• WHAT THE EXERCISE ASKS: Nothing but a number belongs in the answer: how many lines of the records below contain the string "sign".

[RAW DATA]

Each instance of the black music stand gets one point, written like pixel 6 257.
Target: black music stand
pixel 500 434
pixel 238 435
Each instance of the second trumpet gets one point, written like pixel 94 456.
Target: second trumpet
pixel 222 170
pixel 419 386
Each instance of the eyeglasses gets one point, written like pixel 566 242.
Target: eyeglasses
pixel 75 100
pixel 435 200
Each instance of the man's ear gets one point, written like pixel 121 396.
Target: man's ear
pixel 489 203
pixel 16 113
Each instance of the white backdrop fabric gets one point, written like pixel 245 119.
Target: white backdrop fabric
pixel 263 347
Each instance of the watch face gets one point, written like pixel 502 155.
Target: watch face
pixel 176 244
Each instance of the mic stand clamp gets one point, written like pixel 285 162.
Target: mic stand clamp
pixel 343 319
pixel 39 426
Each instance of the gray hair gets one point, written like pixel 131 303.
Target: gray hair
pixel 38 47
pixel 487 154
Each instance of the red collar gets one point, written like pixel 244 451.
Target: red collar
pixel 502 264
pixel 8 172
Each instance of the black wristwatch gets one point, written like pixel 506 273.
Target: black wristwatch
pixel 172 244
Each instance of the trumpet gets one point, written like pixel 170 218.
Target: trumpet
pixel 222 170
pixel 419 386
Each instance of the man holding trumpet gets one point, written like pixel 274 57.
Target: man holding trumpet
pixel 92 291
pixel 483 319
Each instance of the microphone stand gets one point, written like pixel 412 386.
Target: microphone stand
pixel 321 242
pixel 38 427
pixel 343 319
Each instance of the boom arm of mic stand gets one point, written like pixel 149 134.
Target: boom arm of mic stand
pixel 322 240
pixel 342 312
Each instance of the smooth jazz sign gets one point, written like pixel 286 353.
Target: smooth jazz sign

[/RAW DATA]

• RESPONSE TO THE TASK: 2